- _MATERIAL TO PROCESS_
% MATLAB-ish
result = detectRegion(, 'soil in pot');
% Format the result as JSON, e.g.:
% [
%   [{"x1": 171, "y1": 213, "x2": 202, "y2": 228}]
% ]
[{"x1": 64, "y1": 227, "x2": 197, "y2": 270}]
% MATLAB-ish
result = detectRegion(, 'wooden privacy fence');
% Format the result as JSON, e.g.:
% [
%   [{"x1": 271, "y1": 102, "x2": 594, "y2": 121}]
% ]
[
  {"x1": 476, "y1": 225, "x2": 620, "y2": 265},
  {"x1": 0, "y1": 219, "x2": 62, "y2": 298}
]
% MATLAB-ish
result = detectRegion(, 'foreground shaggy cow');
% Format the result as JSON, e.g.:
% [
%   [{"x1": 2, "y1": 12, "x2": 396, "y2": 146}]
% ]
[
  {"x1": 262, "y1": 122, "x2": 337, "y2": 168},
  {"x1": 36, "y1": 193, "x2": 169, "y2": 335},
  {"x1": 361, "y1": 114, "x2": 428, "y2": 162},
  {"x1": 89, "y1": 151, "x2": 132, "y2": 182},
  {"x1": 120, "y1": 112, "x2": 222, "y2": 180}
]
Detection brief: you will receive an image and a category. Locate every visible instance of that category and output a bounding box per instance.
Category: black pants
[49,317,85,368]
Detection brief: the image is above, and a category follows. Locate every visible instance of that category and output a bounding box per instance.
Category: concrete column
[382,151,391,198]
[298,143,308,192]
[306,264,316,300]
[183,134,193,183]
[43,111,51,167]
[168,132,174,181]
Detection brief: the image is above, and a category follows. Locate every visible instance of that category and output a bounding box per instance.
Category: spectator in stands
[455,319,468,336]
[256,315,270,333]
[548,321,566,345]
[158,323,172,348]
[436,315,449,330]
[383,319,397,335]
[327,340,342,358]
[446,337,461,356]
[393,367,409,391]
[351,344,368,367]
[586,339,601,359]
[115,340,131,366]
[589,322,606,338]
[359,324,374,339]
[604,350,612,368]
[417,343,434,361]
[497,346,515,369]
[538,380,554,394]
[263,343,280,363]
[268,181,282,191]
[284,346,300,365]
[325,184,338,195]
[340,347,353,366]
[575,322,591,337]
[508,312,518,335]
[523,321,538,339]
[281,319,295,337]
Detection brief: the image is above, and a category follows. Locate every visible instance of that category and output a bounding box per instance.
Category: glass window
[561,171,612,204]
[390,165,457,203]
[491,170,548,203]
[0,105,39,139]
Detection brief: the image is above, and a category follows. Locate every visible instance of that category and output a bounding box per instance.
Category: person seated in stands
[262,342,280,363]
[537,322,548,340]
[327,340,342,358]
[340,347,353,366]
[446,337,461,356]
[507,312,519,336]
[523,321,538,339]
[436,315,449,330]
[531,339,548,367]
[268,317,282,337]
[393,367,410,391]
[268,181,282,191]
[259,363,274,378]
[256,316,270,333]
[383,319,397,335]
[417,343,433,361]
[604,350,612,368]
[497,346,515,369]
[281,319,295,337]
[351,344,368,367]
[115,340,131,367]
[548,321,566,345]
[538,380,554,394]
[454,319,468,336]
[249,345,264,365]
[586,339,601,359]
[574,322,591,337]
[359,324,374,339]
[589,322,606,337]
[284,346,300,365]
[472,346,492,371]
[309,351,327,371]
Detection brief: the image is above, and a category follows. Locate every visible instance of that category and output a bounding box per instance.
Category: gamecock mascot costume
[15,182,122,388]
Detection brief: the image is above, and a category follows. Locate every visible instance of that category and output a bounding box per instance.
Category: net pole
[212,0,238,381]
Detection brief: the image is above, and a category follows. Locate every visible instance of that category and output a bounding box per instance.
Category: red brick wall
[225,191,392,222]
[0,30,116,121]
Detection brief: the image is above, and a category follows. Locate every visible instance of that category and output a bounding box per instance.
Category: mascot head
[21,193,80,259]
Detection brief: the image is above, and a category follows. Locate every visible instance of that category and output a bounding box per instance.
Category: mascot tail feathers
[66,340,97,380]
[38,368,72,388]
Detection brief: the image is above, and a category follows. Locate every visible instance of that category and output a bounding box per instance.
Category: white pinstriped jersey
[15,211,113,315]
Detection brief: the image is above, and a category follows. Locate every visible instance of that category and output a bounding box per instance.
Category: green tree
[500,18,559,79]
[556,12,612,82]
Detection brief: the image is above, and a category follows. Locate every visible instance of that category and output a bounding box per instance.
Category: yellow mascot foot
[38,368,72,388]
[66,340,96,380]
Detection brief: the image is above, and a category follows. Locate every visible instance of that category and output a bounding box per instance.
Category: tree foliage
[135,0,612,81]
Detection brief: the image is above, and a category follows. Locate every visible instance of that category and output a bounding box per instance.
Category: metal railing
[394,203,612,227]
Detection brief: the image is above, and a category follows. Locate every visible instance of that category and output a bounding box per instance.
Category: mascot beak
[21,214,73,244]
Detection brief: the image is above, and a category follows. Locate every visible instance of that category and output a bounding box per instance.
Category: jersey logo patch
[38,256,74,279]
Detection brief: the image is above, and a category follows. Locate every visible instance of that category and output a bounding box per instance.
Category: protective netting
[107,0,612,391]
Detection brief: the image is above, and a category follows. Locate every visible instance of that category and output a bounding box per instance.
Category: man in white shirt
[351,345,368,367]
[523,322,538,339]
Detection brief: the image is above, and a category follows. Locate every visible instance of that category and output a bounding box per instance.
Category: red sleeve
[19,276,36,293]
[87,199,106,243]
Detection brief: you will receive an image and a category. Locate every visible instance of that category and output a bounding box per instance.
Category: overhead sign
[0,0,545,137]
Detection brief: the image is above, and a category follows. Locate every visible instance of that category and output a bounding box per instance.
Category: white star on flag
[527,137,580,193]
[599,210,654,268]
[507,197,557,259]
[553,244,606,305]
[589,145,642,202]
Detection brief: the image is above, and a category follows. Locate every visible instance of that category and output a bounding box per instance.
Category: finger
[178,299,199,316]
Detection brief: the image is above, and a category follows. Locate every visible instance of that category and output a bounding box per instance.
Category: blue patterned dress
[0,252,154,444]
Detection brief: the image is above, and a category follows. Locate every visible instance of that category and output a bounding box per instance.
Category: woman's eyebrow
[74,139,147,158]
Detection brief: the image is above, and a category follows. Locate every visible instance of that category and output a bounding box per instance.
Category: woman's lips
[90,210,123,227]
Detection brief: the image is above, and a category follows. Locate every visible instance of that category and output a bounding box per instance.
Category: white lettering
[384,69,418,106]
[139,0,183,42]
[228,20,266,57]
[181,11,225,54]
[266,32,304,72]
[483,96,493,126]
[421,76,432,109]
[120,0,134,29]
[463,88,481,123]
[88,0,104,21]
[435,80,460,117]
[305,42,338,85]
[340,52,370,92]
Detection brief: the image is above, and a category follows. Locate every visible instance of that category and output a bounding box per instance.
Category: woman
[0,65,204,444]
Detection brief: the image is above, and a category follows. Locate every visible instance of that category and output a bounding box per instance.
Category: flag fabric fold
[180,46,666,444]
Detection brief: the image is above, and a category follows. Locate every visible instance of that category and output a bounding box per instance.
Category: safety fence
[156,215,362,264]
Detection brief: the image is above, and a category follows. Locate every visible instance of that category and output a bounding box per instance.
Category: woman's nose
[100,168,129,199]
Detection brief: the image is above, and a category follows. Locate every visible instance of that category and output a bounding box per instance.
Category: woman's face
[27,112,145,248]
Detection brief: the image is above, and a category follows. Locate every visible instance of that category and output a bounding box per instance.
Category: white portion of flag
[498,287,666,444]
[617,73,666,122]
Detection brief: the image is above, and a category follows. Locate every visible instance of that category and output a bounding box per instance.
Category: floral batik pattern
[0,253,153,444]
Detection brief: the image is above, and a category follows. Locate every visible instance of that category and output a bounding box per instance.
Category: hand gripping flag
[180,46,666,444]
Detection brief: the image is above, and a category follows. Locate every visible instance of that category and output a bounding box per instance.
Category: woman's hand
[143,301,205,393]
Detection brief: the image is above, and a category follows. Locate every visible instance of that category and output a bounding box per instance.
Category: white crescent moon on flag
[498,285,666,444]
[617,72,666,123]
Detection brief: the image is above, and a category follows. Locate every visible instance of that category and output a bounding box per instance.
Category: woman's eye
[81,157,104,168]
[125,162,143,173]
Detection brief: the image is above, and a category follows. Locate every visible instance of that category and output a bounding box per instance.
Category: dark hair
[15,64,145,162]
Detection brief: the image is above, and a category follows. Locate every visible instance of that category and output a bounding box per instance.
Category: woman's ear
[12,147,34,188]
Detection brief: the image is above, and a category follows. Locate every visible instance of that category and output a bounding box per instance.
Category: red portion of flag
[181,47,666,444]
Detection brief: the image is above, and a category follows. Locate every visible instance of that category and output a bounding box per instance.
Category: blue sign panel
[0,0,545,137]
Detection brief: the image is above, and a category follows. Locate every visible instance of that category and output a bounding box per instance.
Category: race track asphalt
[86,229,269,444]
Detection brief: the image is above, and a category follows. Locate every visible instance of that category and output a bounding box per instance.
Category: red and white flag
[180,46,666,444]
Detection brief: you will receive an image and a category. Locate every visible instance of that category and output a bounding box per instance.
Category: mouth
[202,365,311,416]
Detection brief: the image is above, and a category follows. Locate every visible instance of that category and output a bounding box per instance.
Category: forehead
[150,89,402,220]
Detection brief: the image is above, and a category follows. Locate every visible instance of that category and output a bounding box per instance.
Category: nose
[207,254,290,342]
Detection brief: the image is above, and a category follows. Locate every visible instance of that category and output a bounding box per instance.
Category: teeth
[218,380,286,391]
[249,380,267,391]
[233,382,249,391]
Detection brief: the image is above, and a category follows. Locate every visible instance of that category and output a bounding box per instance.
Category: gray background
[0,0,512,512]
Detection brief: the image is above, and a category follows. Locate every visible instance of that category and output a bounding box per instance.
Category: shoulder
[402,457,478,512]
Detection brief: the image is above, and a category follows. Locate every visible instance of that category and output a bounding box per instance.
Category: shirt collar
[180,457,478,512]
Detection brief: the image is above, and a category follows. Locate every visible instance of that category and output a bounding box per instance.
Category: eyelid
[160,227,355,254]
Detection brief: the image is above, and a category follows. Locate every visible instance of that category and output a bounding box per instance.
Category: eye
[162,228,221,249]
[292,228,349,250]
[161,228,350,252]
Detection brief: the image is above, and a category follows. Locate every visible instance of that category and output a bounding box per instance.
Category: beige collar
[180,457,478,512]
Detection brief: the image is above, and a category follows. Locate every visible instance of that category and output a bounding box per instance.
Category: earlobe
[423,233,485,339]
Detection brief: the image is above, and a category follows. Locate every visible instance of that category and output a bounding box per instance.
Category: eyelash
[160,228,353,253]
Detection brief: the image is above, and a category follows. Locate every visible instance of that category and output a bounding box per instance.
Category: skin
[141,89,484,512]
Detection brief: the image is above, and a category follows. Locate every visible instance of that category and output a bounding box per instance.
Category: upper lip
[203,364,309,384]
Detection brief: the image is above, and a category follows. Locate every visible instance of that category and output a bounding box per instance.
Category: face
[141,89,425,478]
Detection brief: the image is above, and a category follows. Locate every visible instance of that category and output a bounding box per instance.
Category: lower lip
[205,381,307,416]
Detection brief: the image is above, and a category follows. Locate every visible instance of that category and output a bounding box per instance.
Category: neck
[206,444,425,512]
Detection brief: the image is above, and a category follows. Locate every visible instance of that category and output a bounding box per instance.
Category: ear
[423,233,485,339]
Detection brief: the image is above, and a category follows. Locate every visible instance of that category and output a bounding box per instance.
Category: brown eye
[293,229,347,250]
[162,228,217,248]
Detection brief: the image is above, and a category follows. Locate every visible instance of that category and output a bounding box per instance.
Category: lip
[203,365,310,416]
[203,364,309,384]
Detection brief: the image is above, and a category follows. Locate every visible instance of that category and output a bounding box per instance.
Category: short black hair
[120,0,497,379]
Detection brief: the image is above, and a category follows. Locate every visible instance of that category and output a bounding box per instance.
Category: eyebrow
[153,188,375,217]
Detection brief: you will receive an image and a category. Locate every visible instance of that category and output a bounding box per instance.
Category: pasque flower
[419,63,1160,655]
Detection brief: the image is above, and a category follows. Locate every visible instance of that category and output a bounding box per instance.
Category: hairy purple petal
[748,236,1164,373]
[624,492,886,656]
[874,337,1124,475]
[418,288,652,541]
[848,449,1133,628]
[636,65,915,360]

- _WHAT TO WORK ON_
List every line of the items above that contains the word "fence", copying each line in full. Case counts.

- _ANSWER TO THE TASK_
result = detectRegion(, 'wooden privacy fence');
Category: safety fence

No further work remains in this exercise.